* _PAGE TEXT_:
— start —
3

I'm trying to parse text from a hosted image, but it looks like I've miss-configured Tesseract. I'm using Debian Buster, tesseract-ocr, libtesseract-dev and a Ruby wrapper are installed.

#  $ tesseract -v
tesseract 4.0.0
 leptonica-1.76.0
  libgif 5.1.4 : libjpeg 6b (libjpeg-turbo 1.5.2) : libpng 1.6.36 : libtiff 4.1.0 : zlib 1.2.11 : libwebp 0.6.1 : libopenjp2 2.3.0
 Found AVX2
 Found AVX
 Found SSE

Inside a terminal tesseract <URL.png> output returns Error, cannot read input <URL.png>: No such file or directory. The same error message is raised using the Ruby gem.

Did I miss something after installing the packages ? The doc talks about manually placing the traneddata directory on Ubuntu, should it also be done on Debian ?

The traineddata is currently not shipped with the snap package and must be placed manually to ~/snap/tesseract/current.

I can get it working by using curl and local path as argument, but it should support URL as argument

Thanks


EDIT

I've tested both v4.1.1 and v5.0.0 by following these instructions and setting up tessdata directory. They both explicity returns that they don't support URLs:

Tesseract Open Source OCR Engine v5.0.0-alpha-647-g4a00 with Leptonica
Error, this tesseract has no URL support
Error during processing.

I'm obviously missing something because release notes says it supports URL since 4.1.1

Sumak
  • 253
  • 1
  • 7
  • 1
    it looks like it's been added to 4.1.1. I'm about to test it and edit my question https://tesseract-ocr.github.io/tessdoc/ReleaseNotes.html – Sumak May 06 '20 at 18:14
  • I have tesseract 4.1.1 installed via `apt`, and it still says "Error, this tesseract has no URL support". Which is odd, as the error message suggests the program knows that some tesseracts do... – jrochkind Mar 01 '23 at 20:32

0 Answers0
— end —
* _GIVEN ENTRIES_:
— start —
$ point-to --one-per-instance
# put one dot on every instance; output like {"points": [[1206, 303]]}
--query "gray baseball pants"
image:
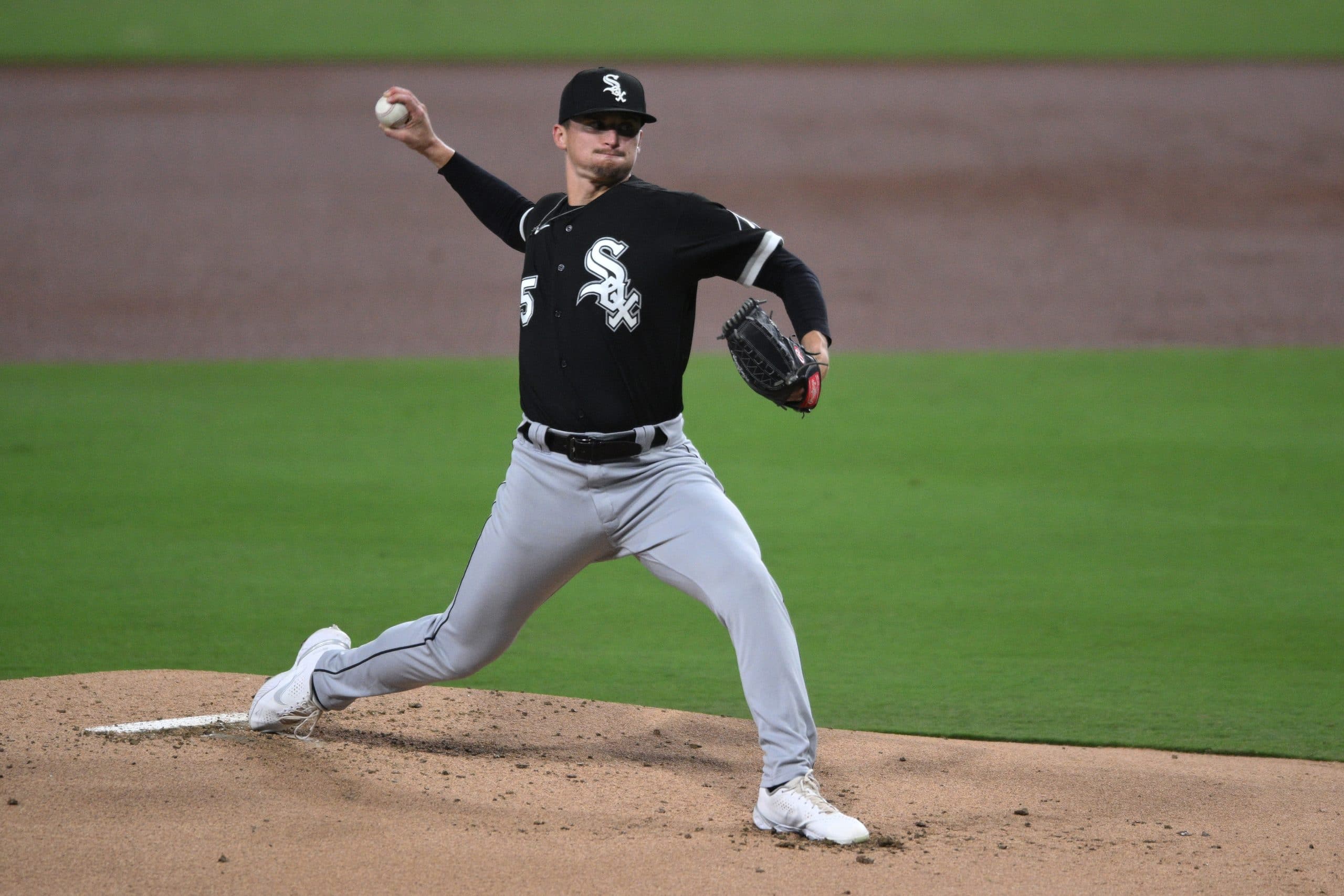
{"points": [[553, 518]]}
— end —
* _PROBLEM DETAILS_:
Summarize the Tesseract thread above in three sentences.

* _RESULT OF THE EXERCISE_:
On Debian Buster with Tesseract 4.0.0, the poster gets a "cannot read input" error when passing a hosted image URL, both in the terminal and through a Ruby gem, though a local path fetched with curl works. After setting up versions 4.1.1 and 5.0.0, the poster finds that both report having no URL support, even though the release notes say URL support arrived in 4.1.1. A later comment reports the same error with 4.1.1 installed via apt, and the thread has no answers.